- [Exercise] Please rewrite everything from the line containing "entry: zamioculcas plant" down to the line containing "Trace every instance of the zamioculcas", putting "occurrence" in place of "instance" and leaving all else unchanged.
- - - - - - -
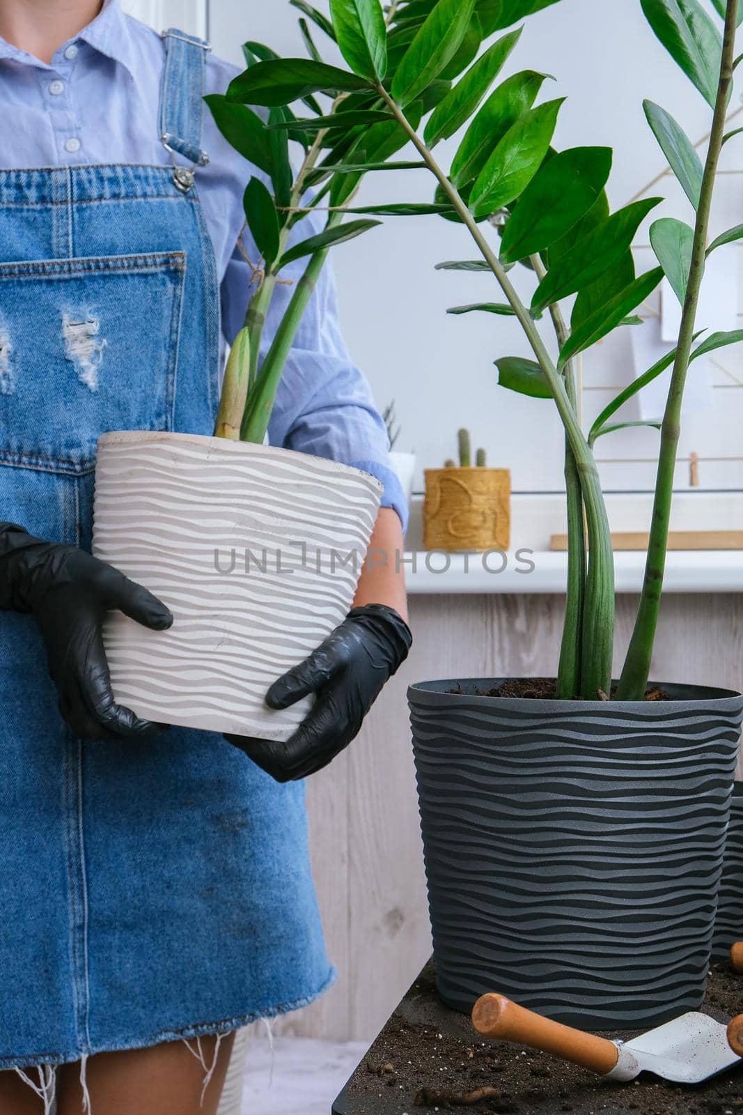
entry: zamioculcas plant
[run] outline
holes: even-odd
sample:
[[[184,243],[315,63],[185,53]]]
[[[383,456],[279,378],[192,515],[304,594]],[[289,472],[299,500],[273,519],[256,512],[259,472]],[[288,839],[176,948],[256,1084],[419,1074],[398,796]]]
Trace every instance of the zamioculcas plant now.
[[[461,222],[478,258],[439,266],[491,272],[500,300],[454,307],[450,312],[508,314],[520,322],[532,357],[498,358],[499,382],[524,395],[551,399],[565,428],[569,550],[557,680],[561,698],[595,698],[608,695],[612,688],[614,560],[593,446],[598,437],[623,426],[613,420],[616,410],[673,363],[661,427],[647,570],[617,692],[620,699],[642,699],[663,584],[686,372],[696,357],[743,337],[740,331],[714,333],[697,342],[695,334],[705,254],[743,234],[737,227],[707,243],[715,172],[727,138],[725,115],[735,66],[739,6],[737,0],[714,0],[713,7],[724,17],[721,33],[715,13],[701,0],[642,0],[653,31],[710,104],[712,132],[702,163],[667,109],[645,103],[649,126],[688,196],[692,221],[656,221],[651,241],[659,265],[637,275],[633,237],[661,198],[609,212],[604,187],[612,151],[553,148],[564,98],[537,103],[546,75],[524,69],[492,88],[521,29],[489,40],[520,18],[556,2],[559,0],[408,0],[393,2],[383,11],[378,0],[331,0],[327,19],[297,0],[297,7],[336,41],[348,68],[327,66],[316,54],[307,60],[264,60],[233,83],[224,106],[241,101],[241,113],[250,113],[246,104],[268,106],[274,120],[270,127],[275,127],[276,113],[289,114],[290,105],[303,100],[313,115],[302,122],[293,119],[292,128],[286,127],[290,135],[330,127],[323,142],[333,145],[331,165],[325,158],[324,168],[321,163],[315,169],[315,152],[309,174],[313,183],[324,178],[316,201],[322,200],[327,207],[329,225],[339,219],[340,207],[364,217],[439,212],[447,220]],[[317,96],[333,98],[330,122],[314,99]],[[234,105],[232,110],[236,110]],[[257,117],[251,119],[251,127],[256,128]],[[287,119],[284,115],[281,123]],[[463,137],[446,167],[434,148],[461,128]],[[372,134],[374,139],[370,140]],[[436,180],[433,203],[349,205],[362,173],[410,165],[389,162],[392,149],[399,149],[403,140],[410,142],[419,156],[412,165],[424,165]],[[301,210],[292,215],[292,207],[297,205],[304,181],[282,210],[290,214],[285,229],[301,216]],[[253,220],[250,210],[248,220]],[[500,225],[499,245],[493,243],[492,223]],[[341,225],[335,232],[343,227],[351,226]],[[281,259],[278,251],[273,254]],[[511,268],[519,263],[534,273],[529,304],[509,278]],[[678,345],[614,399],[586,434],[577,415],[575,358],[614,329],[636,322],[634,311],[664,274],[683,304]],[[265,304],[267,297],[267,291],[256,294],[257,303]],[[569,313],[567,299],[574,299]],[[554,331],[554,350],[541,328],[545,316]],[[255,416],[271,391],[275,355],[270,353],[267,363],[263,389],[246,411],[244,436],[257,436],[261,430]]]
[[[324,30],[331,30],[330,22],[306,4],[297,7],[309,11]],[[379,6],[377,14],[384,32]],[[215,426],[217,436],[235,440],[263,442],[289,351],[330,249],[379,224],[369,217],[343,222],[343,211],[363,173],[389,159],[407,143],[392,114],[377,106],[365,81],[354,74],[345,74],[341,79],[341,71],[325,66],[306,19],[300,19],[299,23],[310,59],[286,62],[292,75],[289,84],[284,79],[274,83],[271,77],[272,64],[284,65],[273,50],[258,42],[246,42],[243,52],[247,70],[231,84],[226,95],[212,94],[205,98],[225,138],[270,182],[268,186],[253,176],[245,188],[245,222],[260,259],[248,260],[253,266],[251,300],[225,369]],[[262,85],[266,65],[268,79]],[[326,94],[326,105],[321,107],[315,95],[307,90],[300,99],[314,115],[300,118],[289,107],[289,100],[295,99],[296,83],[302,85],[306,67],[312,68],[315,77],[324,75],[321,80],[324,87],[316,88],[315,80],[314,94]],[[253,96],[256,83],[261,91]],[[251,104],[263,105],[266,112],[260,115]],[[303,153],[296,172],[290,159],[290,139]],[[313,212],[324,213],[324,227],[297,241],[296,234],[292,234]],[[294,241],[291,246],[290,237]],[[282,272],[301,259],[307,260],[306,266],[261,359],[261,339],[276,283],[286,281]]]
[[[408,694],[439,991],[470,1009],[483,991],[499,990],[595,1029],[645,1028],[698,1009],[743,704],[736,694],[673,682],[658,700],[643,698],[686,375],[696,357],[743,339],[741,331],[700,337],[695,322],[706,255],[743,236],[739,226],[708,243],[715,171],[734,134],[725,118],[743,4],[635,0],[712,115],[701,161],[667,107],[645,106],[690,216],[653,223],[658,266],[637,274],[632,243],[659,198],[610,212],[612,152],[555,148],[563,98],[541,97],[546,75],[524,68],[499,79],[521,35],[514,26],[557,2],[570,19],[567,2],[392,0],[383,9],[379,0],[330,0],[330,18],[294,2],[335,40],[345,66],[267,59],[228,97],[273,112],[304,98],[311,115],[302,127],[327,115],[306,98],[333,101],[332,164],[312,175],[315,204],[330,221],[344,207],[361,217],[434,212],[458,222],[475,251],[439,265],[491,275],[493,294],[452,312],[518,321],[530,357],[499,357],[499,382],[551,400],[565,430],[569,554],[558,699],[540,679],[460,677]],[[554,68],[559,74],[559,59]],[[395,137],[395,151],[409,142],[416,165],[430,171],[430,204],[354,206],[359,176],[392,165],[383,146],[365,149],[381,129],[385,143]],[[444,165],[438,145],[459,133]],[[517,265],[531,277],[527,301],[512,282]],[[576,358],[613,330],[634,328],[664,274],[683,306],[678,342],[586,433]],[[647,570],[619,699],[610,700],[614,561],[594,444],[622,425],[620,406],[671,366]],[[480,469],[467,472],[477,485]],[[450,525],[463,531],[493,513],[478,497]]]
- - - - - - -
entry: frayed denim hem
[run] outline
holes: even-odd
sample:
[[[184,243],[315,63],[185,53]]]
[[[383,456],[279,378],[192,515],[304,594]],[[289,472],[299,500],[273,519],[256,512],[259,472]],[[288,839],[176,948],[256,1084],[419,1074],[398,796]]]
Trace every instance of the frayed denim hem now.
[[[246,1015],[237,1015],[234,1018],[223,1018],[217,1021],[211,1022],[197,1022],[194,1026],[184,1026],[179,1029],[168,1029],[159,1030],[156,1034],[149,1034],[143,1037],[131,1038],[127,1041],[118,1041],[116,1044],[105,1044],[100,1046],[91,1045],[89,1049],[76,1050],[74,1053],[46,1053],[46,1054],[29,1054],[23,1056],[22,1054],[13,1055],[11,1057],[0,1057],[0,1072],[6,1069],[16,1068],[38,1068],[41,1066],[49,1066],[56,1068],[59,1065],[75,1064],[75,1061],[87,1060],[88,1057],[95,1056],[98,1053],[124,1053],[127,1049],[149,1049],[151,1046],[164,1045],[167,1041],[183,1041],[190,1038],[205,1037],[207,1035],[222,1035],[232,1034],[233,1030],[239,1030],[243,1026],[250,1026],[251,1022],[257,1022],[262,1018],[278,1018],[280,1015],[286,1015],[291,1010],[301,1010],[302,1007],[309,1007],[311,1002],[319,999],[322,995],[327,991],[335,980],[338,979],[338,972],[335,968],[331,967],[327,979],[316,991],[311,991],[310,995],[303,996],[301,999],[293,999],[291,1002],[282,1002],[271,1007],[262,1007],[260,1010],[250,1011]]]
- - - - - - -
- [Correct result]
entry: zamioculcas plant
[run] outline
holes: even-odd
sample:
[[[184,243],[315,63],[185,53]]]
[[[383,456],[279,378],[192,515],[304,594]],[[289,472],[299,500],[273,519],[256,512],[259,472]],[[288,839],[176,948],[256,1084],[419,1074],[398,796]]]
Trace every occurrence of the zamioculcas plant now.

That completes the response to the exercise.